What is being asked:
List each line of the listing below that contains the string "positive". Only matches with the same capitalization count.

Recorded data

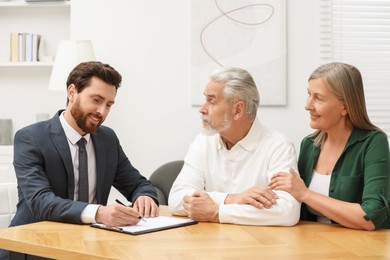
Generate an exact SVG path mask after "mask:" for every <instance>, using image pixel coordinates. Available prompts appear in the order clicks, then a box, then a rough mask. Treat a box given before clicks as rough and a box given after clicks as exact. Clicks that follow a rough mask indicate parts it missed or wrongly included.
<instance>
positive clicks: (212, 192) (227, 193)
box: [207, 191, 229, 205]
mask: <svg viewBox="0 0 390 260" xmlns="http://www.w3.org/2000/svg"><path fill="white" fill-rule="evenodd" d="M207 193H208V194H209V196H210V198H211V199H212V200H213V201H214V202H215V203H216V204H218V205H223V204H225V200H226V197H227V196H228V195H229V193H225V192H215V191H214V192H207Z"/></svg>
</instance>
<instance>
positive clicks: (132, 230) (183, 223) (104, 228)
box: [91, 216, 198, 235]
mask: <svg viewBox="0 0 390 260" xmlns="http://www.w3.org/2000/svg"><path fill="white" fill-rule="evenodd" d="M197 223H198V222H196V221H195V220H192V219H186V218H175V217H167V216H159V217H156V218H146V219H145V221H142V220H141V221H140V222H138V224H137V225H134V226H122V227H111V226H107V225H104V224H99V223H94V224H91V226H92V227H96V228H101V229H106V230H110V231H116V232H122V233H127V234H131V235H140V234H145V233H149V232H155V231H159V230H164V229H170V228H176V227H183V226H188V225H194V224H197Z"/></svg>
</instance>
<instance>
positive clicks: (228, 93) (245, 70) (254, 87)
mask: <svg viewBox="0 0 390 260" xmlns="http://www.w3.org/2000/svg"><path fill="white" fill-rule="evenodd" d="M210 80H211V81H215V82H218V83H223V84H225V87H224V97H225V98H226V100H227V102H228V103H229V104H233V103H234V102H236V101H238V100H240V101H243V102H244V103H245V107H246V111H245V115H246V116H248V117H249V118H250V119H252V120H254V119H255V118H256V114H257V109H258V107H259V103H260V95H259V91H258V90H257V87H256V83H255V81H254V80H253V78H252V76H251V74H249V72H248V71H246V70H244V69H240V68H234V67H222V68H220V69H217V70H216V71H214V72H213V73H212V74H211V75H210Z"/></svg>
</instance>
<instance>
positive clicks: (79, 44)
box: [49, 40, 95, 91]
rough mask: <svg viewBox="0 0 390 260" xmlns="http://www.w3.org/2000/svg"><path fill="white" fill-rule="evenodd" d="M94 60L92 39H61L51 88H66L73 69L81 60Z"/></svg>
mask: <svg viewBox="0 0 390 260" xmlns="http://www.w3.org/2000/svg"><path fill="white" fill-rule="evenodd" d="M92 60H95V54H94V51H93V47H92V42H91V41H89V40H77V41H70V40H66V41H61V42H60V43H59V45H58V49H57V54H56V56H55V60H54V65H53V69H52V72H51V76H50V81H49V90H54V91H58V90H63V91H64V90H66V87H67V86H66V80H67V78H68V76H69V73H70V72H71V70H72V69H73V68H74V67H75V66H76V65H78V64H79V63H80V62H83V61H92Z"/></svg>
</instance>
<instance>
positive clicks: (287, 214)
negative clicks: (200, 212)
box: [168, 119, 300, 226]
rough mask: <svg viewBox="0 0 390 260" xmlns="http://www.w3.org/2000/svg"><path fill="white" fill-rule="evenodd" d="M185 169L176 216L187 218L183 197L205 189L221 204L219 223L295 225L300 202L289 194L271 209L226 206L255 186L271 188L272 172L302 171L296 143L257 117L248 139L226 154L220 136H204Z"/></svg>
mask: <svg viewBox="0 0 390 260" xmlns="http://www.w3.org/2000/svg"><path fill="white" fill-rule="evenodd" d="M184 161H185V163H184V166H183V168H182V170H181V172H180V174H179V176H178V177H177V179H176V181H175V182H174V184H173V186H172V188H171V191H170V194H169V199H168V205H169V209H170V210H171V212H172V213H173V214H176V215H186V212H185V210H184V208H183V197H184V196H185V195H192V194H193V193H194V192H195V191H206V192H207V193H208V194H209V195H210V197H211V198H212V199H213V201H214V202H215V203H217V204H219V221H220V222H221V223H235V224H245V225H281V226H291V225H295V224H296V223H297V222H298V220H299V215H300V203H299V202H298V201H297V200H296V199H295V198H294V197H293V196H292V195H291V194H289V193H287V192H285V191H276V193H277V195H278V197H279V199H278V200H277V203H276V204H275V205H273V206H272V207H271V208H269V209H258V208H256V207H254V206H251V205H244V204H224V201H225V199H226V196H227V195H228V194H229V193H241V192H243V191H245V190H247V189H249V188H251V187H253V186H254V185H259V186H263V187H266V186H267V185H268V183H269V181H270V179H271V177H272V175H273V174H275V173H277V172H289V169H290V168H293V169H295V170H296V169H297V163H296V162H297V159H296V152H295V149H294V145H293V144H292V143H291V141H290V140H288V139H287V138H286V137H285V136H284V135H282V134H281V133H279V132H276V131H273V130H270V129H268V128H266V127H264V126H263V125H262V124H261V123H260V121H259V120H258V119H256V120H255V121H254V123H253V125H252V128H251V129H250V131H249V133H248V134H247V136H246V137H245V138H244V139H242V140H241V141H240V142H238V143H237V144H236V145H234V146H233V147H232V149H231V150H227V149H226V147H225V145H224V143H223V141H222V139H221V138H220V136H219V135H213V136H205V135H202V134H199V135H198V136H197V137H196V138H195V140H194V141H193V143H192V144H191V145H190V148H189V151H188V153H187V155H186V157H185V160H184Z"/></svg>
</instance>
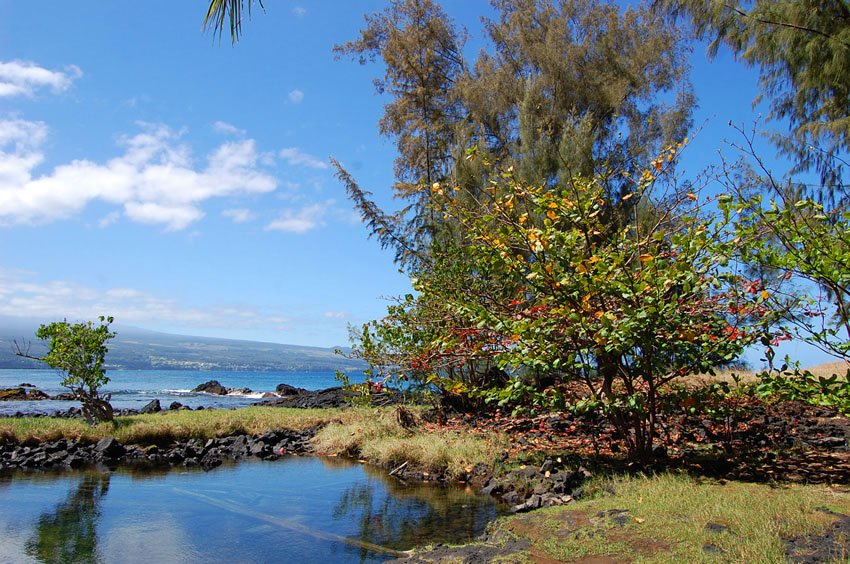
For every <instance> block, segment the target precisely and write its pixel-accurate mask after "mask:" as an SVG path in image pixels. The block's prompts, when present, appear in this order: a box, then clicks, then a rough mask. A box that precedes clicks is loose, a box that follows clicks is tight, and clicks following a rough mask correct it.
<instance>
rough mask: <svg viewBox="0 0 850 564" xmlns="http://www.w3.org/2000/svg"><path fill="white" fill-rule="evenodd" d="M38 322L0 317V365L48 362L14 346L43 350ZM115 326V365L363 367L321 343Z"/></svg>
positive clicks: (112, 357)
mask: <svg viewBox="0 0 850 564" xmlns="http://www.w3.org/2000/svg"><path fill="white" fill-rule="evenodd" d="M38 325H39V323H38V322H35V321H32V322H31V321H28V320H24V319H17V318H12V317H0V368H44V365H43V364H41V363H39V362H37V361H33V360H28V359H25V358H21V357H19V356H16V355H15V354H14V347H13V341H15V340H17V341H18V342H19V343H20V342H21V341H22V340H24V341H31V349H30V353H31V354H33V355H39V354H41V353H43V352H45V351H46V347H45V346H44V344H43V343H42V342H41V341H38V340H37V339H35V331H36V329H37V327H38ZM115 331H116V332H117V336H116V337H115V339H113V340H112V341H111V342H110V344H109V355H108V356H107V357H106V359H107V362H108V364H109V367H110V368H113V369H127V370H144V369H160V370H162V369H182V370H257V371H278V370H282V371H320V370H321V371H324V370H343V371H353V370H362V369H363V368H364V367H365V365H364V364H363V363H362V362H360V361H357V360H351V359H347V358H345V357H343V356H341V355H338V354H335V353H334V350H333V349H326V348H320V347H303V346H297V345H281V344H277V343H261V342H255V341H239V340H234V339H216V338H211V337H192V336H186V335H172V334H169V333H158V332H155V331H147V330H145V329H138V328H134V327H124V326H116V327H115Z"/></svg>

...

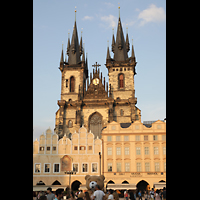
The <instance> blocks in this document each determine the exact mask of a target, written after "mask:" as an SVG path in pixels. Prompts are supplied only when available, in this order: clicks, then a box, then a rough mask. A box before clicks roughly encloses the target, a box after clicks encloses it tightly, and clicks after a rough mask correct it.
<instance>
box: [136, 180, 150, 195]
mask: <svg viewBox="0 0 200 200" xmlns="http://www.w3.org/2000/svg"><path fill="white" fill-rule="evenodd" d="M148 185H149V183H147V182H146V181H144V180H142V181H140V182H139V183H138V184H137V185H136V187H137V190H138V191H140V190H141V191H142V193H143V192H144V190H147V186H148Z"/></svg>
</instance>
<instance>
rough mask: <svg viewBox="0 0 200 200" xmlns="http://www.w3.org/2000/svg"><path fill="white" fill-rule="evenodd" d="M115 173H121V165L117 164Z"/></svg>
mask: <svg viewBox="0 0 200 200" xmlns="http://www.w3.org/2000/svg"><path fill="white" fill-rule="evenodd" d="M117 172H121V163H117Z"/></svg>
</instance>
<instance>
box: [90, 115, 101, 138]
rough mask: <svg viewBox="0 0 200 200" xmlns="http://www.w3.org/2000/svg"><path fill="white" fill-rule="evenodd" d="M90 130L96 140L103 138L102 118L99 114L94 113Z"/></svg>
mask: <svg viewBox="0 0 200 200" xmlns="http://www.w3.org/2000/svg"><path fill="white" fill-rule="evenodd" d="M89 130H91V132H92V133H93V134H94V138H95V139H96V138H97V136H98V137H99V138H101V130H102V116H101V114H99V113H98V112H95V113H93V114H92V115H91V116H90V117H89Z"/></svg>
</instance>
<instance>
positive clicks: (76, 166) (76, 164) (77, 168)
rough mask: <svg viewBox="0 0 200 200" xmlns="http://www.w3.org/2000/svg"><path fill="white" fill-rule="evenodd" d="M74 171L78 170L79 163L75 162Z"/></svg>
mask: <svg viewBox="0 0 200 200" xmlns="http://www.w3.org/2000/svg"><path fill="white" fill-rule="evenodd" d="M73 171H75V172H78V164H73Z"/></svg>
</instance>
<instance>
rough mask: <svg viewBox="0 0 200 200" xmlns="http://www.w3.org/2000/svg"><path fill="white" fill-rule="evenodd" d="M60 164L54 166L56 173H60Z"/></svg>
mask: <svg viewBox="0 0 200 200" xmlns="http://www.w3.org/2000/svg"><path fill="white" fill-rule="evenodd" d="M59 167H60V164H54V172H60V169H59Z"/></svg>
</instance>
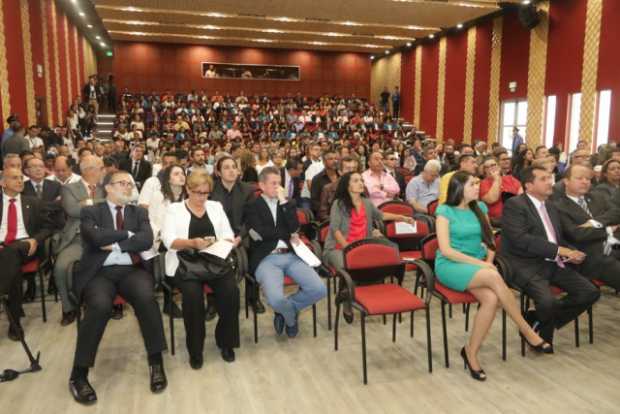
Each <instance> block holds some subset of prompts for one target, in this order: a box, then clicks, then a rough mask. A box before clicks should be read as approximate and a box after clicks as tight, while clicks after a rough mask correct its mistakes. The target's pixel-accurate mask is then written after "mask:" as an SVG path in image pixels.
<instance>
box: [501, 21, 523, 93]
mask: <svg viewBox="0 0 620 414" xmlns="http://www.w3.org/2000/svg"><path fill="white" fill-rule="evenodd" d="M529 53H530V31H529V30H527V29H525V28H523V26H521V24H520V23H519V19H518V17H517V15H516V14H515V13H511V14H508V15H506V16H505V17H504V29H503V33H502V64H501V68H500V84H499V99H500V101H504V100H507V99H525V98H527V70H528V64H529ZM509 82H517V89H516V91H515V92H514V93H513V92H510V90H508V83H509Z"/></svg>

Response:
positive clicks: (212, 192) (227, 193)
positive clicks: (132, 230) (183, 223) (104, 228)
positive clicks: (228, 93) (245, 70) (254, 87)
positive clicks: (79, 44)
positive clicks: (287, 214)
positive clicks: (112, 357)
positive clicks: (76, 166) (76, 164) (77, 168)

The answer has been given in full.